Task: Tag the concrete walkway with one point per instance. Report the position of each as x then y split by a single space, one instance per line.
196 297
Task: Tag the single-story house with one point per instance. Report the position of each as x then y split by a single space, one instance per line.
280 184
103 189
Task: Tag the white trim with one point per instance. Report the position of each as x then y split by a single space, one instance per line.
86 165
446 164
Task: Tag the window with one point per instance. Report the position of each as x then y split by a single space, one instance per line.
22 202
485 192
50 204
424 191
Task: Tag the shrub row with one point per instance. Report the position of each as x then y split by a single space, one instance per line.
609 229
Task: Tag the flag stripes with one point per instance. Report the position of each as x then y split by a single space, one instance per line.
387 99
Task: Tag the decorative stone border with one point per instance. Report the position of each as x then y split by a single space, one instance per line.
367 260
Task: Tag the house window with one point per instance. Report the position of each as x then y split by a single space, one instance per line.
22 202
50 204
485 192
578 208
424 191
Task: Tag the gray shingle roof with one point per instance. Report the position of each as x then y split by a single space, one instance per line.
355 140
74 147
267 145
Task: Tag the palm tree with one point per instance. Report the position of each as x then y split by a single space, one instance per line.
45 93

### [Short problem]
Reproduce the items word for word, starting at the line that contains "Task: Tag the gray" and ending at the last line of the items.

### [Finished exercise]
Task: Tag the gray shingle roof with one point per instance. Report the position of each as x then y split by a single space, one instance per line.
355 140
74 147
267 145
Task: Tag the palm tree with one point per instance. Report the position of each as x then y split by a single space, one instance per line.
45 93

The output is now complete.